Aim of the exercise -
Reproduce every one of the following items word for word.

[Source data]

▼▼▼

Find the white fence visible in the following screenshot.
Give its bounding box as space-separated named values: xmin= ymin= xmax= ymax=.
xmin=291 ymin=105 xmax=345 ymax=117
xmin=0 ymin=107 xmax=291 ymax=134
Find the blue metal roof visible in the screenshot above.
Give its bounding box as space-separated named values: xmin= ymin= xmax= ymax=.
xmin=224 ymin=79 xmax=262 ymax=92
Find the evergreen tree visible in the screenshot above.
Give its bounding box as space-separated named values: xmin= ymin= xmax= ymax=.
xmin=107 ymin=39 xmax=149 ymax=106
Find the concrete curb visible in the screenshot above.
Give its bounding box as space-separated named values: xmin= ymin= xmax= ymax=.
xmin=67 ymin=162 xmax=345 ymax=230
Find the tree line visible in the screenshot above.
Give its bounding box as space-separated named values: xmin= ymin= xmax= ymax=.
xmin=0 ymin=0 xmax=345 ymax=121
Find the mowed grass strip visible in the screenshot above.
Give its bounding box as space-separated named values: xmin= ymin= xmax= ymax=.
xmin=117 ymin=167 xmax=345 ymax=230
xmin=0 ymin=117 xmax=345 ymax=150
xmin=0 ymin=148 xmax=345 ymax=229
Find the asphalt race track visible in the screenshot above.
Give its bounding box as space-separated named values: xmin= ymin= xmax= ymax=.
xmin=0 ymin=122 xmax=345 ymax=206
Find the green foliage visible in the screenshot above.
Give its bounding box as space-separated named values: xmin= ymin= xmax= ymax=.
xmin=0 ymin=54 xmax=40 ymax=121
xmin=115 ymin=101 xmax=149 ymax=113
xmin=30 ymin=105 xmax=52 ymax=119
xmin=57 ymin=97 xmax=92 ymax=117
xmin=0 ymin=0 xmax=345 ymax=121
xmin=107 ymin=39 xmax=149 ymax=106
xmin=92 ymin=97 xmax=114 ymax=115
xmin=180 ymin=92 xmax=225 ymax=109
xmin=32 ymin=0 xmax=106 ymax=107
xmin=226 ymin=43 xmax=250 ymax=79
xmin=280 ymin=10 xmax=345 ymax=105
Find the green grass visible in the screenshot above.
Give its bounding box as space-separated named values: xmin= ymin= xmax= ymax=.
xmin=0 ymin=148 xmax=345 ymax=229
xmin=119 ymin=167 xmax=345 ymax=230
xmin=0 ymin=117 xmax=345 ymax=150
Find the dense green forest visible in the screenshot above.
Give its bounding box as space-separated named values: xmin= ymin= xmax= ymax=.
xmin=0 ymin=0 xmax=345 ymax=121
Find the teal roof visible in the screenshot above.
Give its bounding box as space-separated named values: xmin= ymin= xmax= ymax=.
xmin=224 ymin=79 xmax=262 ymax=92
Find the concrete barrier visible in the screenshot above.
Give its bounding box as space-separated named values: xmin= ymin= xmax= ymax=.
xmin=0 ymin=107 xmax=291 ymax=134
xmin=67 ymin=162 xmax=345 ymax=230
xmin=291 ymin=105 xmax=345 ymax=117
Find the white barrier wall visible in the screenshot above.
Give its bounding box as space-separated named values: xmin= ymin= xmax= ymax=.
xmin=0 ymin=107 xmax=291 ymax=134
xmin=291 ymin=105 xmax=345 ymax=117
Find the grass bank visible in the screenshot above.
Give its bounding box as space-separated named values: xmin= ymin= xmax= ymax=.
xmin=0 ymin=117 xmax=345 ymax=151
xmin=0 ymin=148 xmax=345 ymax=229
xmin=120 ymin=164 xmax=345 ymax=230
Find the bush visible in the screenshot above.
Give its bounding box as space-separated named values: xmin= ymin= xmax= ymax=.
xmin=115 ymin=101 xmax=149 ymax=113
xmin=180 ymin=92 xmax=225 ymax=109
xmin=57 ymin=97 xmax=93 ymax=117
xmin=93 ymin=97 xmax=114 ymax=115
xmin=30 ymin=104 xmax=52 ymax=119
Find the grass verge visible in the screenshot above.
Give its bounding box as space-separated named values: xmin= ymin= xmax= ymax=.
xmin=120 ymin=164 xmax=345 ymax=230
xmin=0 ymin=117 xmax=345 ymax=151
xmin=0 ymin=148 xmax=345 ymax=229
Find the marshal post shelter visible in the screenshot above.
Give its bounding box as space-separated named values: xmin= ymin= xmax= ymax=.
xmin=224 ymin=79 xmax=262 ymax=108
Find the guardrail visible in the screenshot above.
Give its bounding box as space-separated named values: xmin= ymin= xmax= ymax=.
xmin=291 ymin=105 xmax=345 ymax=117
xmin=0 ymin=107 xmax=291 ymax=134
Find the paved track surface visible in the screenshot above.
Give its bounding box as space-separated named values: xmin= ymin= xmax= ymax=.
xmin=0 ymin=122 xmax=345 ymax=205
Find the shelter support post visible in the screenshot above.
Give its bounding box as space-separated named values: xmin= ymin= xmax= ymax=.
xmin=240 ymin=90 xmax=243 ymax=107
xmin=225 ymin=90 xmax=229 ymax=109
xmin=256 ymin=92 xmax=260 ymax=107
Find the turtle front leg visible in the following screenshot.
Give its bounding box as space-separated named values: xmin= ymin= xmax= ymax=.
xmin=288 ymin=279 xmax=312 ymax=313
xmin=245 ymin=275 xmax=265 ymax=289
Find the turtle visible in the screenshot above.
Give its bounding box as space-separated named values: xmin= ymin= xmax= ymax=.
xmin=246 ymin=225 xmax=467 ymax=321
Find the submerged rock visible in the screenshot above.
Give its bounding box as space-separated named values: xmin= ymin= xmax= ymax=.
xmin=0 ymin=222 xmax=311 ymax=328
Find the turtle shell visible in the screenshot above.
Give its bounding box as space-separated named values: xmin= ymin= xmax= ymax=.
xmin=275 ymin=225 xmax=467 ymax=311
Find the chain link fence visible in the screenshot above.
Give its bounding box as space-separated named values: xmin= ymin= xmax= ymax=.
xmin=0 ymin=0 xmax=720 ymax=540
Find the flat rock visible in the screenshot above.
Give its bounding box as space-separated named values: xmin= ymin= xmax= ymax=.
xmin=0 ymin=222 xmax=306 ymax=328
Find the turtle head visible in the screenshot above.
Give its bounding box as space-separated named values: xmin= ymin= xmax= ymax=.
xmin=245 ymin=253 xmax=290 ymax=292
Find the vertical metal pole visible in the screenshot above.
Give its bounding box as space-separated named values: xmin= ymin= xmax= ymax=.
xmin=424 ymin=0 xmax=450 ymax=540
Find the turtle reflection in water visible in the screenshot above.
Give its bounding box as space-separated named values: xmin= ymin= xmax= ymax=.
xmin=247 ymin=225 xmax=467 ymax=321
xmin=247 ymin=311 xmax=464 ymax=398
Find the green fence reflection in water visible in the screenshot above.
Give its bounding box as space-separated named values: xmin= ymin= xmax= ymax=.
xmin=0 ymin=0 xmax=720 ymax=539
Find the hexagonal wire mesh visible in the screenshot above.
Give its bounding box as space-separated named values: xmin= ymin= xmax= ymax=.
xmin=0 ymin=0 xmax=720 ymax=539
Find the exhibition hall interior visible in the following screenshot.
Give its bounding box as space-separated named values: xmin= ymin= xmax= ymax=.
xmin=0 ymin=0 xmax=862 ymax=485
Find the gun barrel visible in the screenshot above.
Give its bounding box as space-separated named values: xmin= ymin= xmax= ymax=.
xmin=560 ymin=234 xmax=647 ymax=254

▲▲▲

Result of the task -
Find the white fence visible in the following screenshot.
Give its bounding box as space-separated named values: xmin= ymin= xmax= ymax=.
xmin=291 ymin=105 xmax=345 ymax=117
xmin=0 ymin=107 xmax=291 ymax=134
Find the blue metal roof visible in the screenshot above.
Give its bounding box as space-separated named values: xmin= ymin= xmax= ymax=.
xmin=224 ymin=79 xmax=262 ymax=92
Find the evergreen tree visible in the screenshot above.
Give its bounding box as space-separated named values: xmin= ymin= xmax= ymax=.
xmin=107 ymin=39 xmax=149 ymax=106
Find the concrete curb visible in the screenshot above.
Give its bounding box as space-separated named values: xmin= ymin= xmax= ymax=.
xmin=67 ymin=162 xmax=345 ymax=230
Find the tree line visible in the screenshot above.
Give its bounding box as space-separated named values: xmin= ymin= xmax= ymax=.
xmin=0 ymin=0 xmax=345 ymax=121
Find the mowed grass strip visible in the screenshot above.
Give its bounding box as space-separated named values: xmin= ymin= xmax= ymax=.
xmin=117 ymin=167 xmax=345 ymax=230
xmin=0 ymin=117 xmax=345 ymax=150
xmin=0 ymin=148 xmax=345 ymax=229
Find the asphalt race track visible in the screenshot above.
Give its bounding box as space-separated named values: xmin= ymin= xmax= ymax=.
xmin=0 ymin=122 xmax=345 ymax=206
Find the green foliage visible in the screenshot above.
Give its bounding box as space-separated named values: xmin= ymin= xmax= ymax=.
xmin=0 ymin=54 xmax=40 ymax=121
xmin=115 ymin=101 xmax=149 ymax=113
xmin=30 ymin=105 xmax=52 ymax=119
xmin=57 ymin=97 xmax=92 ymax=117
xmin=0 ymin=0 xmax=345 ymax=121
xmin=107 ymin=39 xmax=149 ymax=106
xmin=92 ymin=97 xmax=114 ymax=115
xmin=180 ymin=92 xmax=225 ymax=109
xmin=32 ymin=0 xmax=106 ymax=107
xmin=226 ymin=43 xmax=250 ymax=79
xmin=280 ymin=10 xmax=345 ymax=105
Find the green grass visible in the screenshot above.
Give its bounding box as space-separated named values: xmin= ymin= xmax= ymax=.
xmin=0 ymin=148 xmax=345 ymax=229
xmin=119 ymin=167 xmax=345 ymax=230
xmin=0 ymin=117 xmax=345 ymax=150
Find the dense green forest visible in the screenshot above.
Give its bounding box as space-separated named values: xmin= ymin= xmax= ymax=.
xmin=0 ymin=0 xmax=345 ymax=121
Find the teal roof visible in the screenshot above.
Give its bounding box as space-separated named values: xmin= ymin= xmax= ymax=.
xmin=224 ymin=79 xmax=262 ymax=92
Find the concrete barrier visible in the screenshot above.
Give its bounding box as space-separated named values: xmin= ymin= xmax= ymax=.
xmin=0 ymin=107 xmax=291 ymax=134
xmin=67 ymin=162 xmax=345 ymax=230
xmin=291 ymin=105 xmax=345 ymax=117
Find the white barrier wall visible in the screenshot above.
Give its bounding box as space-separated named values: xmin= ymin= xmax= ymax=.
xmin=0 ymin=107 xmax=291 ymax=134
xmin=291 ymin=105 xmax=345 ymax=117
Find the grass bank visible in the screenshot above.
Give its bounding box as space-separated named values: xmin= ymin= xmax= ymax=.
xmin=0 ymin=117 xmax=345 ymax=151
xmin=0 ymin=148 xmax=345 ymax=229
xmin=120 ymin=164 xmax=345 ymax=230
Find the bush visible in the screenshot above.
Give its bounding box as space-separated named values: xmin= ymin= xmax= ymax=.
xmin=115 ymin=101 xmax=149 ymax=113
xmin=180 ymin=92 xmax=225 ymax=109
xmin=57 ymin=97 xmax=93 ymax=117
xmin=93 ymin=97 xmax=114 ymax=115
xmin=30 ymin=104 xmax=52 ymax=119
Find the grass verge visible in the screenshot above.
Give its bounding box as space-separated named values: xmin= ymin= xmax= ymax=.
xmin=120 ymin=164 xmax=345 ymax=230
xmin=0 ymin=117 xmax=345 ymax=151
xmin=0 ymin=148 xmax=345 ymax=229
Find the marshal post shelter visible in the screenshot above.
Give its bounding box as space-separated named values: xmin= ymin= xmax= ymax=.
xmin=224 ymin=79 xmax=262 ymax=108
Find the guardrail visible in the screenshot above.
Give its bounding box as space-separated named values: xmin= ymin= xmax= ymax=.
xmin=291 ymin=105 xmax=345 ymax=117
xmin=0 ymin=107 xmax=291 ymax=134
Find the paved track surface visible in the screenshot above.
Give its bounding box as space-separated named values: xmin= ymin= xmax= ymax=.
xmin=0 ymin=122 xmax=345 ymax=205
Find the shelter support post visible in the screenshot above.
Give its bounding box as space-separated named values: xmin= ymin= xmax= ymax=.
xmin=240 ymin=90 xmax=243 ymax=107
xmin=225 ymin=90 xmax=229 ymax=109
xmin=256 ymin=92 xmax=260 ymax=107
Find the turtle front leg visible in the following screenshot.
Give its bounding box as space-separated named values: xmin= ymin= xmax= ymax=.
xmin=288 ymin=279 xmax=312 ymax=313
xmin=245 ymin=275 xmax=265 ymax=289
Find the turtle visible in the screenshot above.
Give its bounding box as space-separated named values: xmin= ymin= xmax= ymax=.
xmin=246 ymin=225 xmax=467 ymax=321
Find the submerged rock visible in the screenshot above.
Give its bounding box as space-separated named values: xmin= ymin= xmax= ymax=.
xmin=0 ymin=222 xmax=311 ymax=328
Find the turtle shell visible in the screenshot above.
Give its bounding box as space-separated named values: xmin= ymin= xmax= ymax=.
xmin=275 ymin=225 xmax=467 ymax=311
Find the chain link fence visible in the screenshot above.
Give its bounding box as space-separated named values: xmin= ymin= xmax= ymax=.
xmin=0 ymin=0 xmax=720 ymax=540
Find the flat rock visible in the screenshot above.
Give its bounding box as space-separated named values: xmin= ymin= xmax= ymax=.
xmin=0 ymin=222 xmax=306 ymax=328
Find the turtle head visible in the screenshot above.
Give its bounding box as space-separated named values: xmin= ymin= xmax= ymax=.
xmin=245 ymin=253 xmax=290 ymax=292
Find the vertical metal pole visible in the screenshot above.
Give its bounding box as space-separated named values: xmin= ymin= xmax= ymax=.
xmin=424 ymin=0 xmax=450 ymax=540
Find the turtle reflection in water visible in the screenshot above.
Give its bounding box as space-separated named values: xmin= ymin= xmax= ymax=.
xmin=247 ymin=225 xmax=467 ymax=321
xmin=247 ymin=311 xmax=464 ymax=398
Find the green fence reflection in water visible in the screenshot above.
Give its bounding box as space-separated named values: xmin= ymin= xmax= ymax=.
xmin=0 ymin=0 xmax=720 ymax=539
Find the hexagonal wire mesh visible in the screenshot above.
Give its bounding box as space-separated named values: xmin= ymin= xmax= ymax=.
xmin=0 ymin=0 xmax=720 ymax=539
Find the exhibition hall interior visible in the following screenshot.
Give its bounding box as space-separated named values: xmin= ymin= xmax= ymax=.
xmin=0 ymin=0 xmax=862 ymax=485
Find the gun barrel visible in the screenshot above.
Give its bounding box as space-separated named values: xmin= ymin= xmax= ymax=.
xmin=560 ymin=234 xmax=647 ymax=254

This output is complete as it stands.